**Assignment**
Please transcribe exactly, and only, the lines of the data below between the line holding "M125 118L65 164L48 219L147 252L191 162Z" and the line holding "Outline every instance of the player's hand.", inclusive.

(Segmentation mask data)
☆ ☆ ☆

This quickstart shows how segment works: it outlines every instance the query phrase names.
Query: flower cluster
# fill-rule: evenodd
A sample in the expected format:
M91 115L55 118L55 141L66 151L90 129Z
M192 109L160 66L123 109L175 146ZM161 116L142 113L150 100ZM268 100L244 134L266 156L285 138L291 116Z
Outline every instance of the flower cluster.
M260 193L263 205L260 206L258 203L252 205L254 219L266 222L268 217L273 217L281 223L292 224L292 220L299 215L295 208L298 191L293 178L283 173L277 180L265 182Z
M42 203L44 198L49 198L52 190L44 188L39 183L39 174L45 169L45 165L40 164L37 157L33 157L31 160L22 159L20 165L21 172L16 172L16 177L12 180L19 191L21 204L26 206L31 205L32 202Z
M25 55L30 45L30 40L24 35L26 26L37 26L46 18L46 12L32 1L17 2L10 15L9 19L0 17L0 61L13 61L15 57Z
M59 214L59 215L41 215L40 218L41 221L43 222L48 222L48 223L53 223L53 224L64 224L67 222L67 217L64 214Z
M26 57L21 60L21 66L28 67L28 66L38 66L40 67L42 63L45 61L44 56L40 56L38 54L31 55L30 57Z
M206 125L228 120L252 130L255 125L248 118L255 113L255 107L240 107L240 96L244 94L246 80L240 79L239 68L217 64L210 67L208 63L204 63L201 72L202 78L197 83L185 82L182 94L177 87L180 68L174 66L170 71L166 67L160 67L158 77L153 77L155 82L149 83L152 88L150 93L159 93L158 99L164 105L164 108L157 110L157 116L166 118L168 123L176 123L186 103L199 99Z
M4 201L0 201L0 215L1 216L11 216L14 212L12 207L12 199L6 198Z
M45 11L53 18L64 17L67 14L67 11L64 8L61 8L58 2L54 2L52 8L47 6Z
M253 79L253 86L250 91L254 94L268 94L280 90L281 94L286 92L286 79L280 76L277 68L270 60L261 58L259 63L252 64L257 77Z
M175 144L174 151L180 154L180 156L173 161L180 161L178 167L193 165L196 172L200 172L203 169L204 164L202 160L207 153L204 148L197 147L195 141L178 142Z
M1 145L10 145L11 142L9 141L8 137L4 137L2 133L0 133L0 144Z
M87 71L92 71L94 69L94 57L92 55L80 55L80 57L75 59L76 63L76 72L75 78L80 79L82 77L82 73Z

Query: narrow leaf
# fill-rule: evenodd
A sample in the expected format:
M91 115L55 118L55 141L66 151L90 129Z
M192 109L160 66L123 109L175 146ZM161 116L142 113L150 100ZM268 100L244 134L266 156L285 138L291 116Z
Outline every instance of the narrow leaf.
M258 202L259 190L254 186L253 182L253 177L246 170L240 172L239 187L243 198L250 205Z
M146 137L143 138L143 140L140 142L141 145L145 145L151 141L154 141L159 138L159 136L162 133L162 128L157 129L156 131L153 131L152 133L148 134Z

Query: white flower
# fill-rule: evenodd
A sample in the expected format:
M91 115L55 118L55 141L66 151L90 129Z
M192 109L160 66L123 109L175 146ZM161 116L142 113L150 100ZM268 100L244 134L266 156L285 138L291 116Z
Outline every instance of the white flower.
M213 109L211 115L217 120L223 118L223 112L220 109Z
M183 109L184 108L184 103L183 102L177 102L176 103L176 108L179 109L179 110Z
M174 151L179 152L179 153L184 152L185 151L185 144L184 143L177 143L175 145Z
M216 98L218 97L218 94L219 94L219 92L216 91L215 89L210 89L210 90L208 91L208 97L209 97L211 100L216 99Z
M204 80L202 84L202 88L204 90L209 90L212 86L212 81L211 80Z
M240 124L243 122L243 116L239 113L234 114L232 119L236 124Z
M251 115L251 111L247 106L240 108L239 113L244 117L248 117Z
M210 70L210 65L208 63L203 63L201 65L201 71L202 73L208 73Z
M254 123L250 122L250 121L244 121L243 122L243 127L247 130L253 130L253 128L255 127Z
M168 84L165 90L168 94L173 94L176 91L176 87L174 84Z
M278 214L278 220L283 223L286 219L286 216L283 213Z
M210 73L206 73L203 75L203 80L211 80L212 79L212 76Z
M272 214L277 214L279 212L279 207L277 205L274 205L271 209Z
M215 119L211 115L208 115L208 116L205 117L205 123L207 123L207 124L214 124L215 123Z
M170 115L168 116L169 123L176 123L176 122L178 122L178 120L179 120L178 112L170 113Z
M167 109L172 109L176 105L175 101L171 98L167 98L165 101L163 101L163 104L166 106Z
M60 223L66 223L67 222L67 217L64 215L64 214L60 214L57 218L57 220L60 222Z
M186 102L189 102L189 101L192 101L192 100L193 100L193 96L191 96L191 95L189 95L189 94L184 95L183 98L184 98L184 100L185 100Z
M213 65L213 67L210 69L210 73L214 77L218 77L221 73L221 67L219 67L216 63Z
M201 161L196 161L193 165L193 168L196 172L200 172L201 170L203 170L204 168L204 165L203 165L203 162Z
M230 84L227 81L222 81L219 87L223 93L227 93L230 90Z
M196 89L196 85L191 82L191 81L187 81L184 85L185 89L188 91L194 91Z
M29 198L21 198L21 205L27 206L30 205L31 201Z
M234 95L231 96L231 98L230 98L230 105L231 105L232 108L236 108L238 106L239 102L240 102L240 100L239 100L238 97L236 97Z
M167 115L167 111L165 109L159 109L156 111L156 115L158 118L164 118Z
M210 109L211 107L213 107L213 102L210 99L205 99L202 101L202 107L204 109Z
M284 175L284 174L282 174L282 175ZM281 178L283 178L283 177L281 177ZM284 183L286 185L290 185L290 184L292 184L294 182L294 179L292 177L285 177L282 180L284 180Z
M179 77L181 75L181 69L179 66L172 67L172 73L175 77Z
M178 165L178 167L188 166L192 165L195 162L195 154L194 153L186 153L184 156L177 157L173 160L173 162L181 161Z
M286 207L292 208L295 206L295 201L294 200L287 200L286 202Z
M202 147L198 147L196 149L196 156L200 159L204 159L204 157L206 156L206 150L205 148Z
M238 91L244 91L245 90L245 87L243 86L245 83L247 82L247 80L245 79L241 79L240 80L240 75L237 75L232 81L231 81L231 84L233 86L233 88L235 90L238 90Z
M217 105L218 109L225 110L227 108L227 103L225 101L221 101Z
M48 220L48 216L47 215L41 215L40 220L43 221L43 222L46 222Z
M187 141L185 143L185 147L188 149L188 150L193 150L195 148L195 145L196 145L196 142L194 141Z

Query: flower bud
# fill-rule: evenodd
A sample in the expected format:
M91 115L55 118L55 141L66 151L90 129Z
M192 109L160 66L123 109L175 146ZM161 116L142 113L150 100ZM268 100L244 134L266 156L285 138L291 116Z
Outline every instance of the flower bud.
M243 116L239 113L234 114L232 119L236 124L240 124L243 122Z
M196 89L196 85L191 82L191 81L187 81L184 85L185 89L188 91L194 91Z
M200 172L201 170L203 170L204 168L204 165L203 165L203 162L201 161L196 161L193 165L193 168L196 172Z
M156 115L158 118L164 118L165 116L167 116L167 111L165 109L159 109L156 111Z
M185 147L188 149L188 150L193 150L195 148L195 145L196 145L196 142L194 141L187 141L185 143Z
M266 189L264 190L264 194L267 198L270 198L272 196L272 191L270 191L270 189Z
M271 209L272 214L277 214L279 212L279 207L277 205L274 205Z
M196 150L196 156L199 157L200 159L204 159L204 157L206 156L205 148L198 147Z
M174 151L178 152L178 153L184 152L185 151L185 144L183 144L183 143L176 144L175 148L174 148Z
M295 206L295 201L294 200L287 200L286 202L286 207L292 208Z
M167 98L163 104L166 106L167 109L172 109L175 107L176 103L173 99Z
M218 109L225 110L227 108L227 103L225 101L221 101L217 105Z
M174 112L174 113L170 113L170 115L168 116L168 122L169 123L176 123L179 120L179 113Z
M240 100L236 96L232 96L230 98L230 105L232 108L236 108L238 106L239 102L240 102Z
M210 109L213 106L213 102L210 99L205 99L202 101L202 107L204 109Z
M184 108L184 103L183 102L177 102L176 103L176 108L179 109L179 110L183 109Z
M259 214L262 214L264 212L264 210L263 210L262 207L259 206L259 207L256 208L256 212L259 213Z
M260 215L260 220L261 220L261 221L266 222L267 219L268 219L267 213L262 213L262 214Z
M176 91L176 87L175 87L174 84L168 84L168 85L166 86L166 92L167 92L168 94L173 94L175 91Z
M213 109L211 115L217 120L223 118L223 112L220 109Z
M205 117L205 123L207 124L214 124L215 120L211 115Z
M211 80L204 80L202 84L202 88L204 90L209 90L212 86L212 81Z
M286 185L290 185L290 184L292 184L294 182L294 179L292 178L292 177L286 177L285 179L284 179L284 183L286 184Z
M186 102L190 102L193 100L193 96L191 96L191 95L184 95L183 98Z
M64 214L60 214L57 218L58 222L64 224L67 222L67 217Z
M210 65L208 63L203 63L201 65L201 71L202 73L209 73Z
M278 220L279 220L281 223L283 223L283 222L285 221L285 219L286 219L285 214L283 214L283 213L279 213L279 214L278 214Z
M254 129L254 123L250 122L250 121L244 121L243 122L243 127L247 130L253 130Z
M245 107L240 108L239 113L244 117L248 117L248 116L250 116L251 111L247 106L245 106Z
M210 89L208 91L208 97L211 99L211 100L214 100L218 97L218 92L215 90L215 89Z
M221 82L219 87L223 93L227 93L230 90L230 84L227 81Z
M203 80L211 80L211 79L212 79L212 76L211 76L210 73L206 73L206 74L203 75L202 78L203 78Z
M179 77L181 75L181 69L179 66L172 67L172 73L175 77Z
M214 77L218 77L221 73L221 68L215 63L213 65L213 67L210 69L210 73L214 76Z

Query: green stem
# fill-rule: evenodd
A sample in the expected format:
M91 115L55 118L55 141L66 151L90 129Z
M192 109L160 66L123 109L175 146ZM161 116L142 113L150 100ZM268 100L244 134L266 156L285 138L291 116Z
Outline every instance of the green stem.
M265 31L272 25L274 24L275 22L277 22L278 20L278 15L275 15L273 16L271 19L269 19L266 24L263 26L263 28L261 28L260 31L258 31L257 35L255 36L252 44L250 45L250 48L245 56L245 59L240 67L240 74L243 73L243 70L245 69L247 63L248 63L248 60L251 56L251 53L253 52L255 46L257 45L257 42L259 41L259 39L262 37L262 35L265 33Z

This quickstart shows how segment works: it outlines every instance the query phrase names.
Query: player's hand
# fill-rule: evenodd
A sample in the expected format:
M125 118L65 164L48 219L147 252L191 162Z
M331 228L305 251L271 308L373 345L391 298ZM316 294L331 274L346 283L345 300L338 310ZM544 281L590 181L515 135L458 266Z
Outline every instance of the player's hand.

☆ ☆ ☆

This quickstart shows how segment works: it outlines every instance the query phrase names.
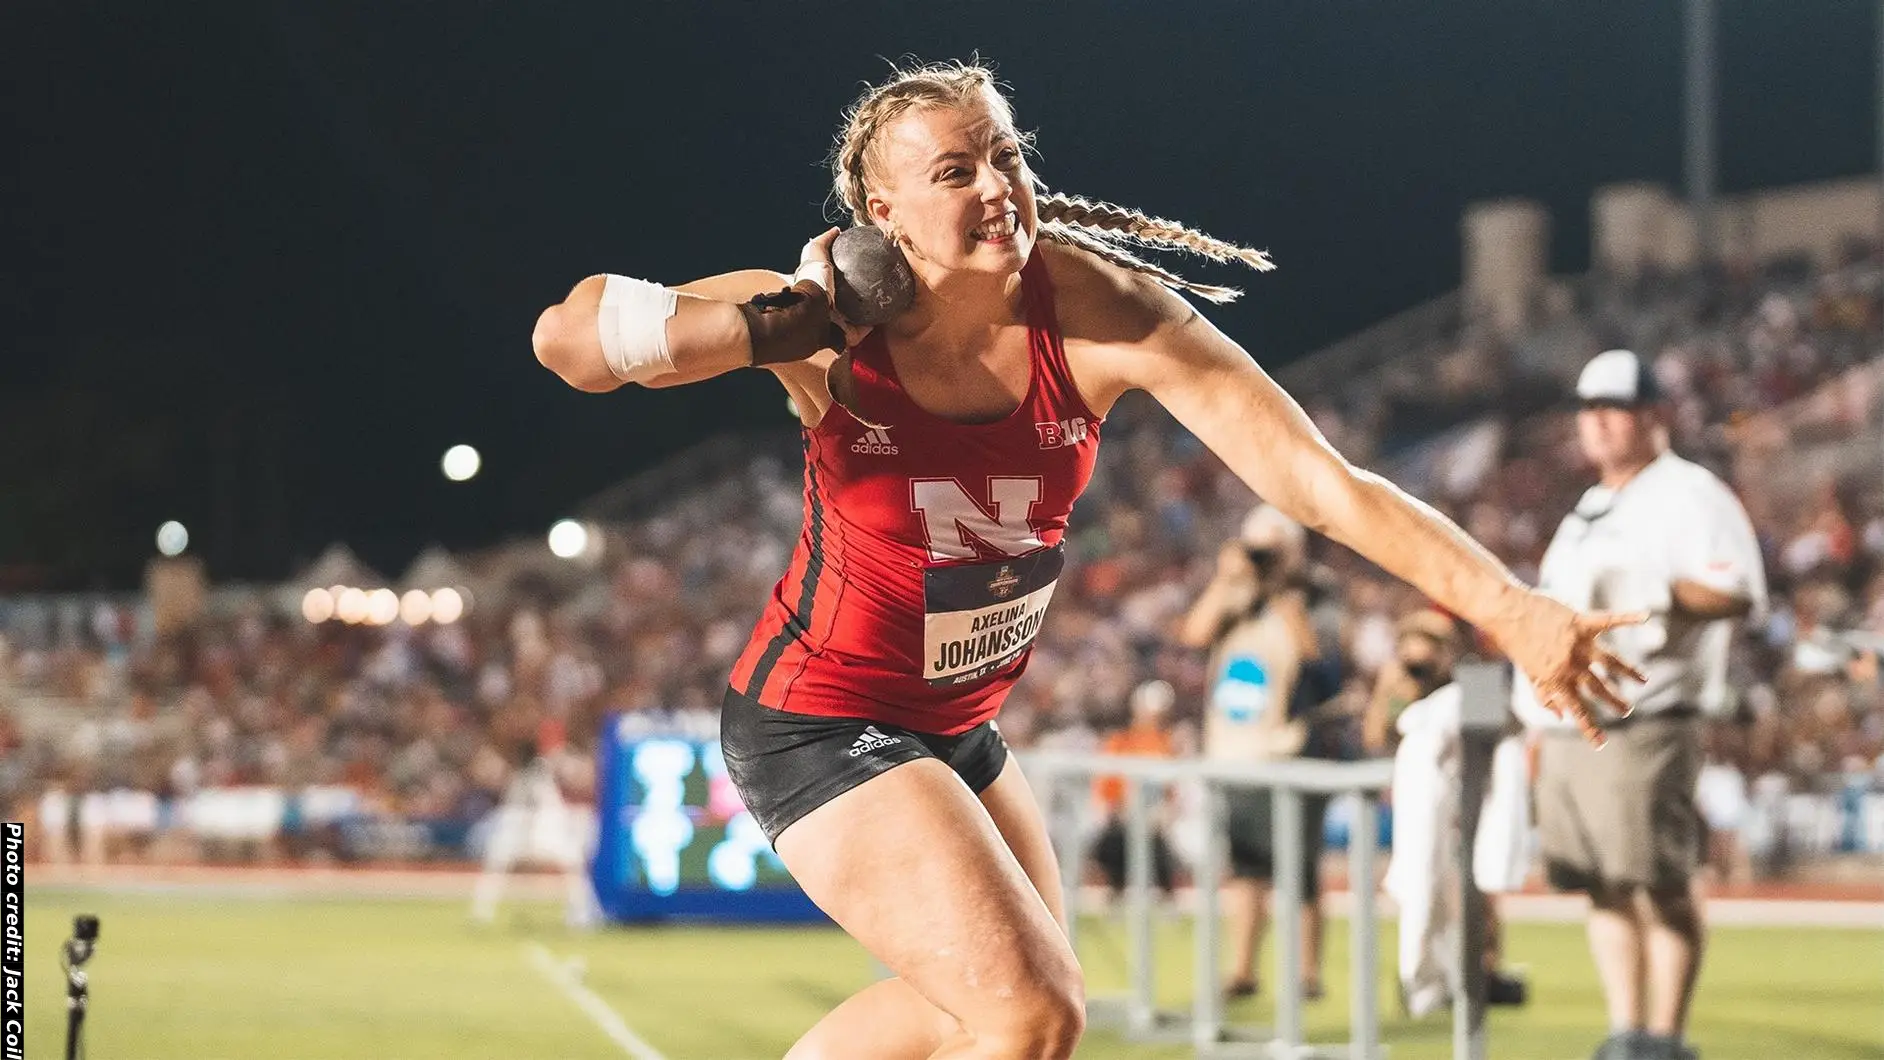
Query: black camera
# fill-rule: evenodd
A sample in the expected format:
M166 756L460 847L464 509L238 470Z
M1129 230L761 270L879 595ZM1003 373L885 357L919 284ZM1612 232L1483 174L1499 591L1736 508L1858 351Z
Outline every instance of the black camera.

☆ ☆ ☆

**Task output**
M125 118L65 164L48 219L147 252L191 162Z
M331 228L305 251L271 308L373 345L391 298ZM316 294L331 274L346 283L345 300L338 310ZM544 281L590 181L515 135L458 266Z
Outline every instance of the player's hand.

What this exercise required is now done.